== Consigne ==
Poursuivez la critique ci-dessous sur la version live d'Aladdin en reprenant juste après sa dernière phrase.

Alice au Pays des Merveilles et sa suite, La Belle au Bois Dormant avec Maléfique, Cendrillon, Le Livre de la Jungle, La Belle et la Bête… Parmi ses plus grandes franchises (entre Pixar, Marvel, Star Wars et désormais le catalogue de la Fox), les studios Disney ont trouvé un autre filon à exploiter à l’excès : l’adaptation de ses plus grands chefs-d’œuvre d’animation en films live. Et qu’importe si les critiques ne sont pas unanimes, le public et le succès commercial sont au rendez-vous ! Alors pourquoi s’arrêter en si bon chemin ? C’est donc sur cette politique lucrative que nous nous retrouvons avec le nouveau projet du studio, à savoir la version live du très apprécié Aladdin. Une adaptation qui, en cette année 2019, doit se faire une place entre le surprenant – et très réussi – Dumbo et le mastodonte qu’est Le Roi Lion (attendu pour juillet prochain). Et qui, surtout, doit à la fois se démarquer et respecter comme il se doit son modèle animé. Ce dernier étant connu pour sa folie et son énergie, que retranscrivait à merveille l’interprétation vocale du regretté Robin Williams dans le rôle du Génie. Autant dire que sur le papier, Aladdin pouvait réussir : Guy Ritchie à la réalisation, un casting peu connu (hormis Will Smith), des bandes-annonce révélant un univers visuel grandiose… Mais comme la plupart de ses congénères, ce film déçoit grandement. Pour sa trop grande inutilité. Pour sa fainéantise et l’aseptisation qu’il apporte à l’œuvre originale.

== Liste fournie ==
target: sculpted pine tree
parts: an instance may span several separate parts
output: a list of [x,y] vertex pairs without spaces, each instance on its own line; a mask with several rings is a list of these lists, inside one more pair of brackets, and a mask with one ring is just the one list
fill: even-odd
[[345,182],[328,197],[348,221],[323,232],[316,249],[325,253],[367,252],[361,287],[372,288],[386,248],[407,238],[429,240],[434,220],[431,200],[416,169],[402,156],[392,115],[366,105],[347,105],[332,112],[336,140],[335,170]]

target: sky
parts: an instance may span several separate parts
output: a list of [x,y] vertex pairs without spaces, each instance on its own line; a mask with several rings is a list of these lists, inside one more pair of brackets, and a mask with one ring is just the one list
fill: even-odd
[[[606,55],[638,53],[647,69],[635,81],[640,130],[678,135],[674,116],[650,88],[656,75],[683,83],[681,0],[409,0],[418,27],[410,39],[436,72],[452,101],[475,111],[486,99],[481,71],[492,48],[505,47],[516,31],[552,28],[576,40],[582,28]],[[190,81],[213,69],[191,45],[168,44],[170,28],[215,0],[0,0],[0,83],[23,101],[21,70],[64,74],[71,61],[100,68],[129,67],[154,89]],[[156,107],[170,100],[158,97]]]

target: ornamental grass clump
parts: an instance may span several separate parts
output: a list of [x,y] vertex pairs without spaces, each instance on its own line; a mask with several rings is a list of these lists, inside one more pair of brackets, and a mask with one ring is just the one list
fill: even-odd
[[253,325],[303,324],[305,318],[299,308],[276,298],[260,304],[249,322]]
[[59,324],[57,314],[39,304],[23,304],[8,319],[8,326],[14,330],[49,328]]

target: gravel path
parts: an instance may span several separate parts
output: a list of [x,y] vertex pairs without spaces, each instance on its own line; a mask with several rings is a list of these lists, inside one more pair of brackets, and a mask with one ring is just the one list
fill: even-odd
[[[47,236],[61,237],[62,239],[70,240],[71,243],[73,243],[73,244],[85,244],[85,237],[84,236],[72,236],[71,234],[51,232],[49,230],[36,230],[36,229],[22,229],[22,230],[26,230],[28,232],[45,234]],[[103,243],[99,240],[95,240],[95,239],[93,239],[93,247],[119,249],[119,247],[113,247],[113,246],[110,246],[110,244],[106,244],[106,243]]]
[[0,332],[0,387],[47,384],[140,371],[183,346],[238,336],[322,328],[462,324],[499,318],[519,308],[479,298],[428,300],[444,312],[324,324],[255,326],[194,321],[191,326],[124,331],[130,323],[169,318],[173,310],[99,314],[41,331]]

== Réponse à la consigne ==
Nous pourrions même dire que, jusque-là, Aladdin est le projet le plus prétentieux de la firme. Et pour cause, l’équipe du film s’était vantée depuis le début de vouloir moderniser le dessin animé. De lui apporter quelque chose de neuf qui puisse réinventer le temps, surprendre le public. Un fait que confirme de son côté Will Smith, en disant vouloir à tout prix s’éloigner de la performance de Robin Williams pour livrer quelque chose de frais, de nouveau. En soi, l’idée était forte plaisante et pouvait donner un semblant de raison à l’existence de ce projet, autre que lucrative. Mais une fois de plus, Disney tombe dans la plus grande facilité en restant collé aux basques de son modèle. Pourquoi inventer une intrigue si le scénario est déjà tout prêt ? Personnages, répliques, scènes, chansons, gags… tout est repris du film d’animation, et ce quasiment de A à Z. Il existe bien entendu des différences par rapport à celui-ci. Comme des modifications scénaristiques (Jasmine désirant devenir sultane plutôt qu’éviter le mariage, la rencontre entre Jasmine et Aladdin), des apports narratifs (une love interest pour le Génie, une similarité entre Aladdin et Jafar, un background géopolitique pour Agrabah…), de nouvelles thématiques (un point plus appuyé sur le féminisme de Jasmine), des chansons inédites… Mais tout cela reste ô combien mineur, anecdotique face à la trop grande ressemblance du titre avec l’œuvre de John Musker et Ron Clements. Nous obligeant à nous contenter de peu pour pouvoir apprécier un minimum le spectacle. Et encore, la pilule aurait pu passer si l’ensemble s’était montré efficace.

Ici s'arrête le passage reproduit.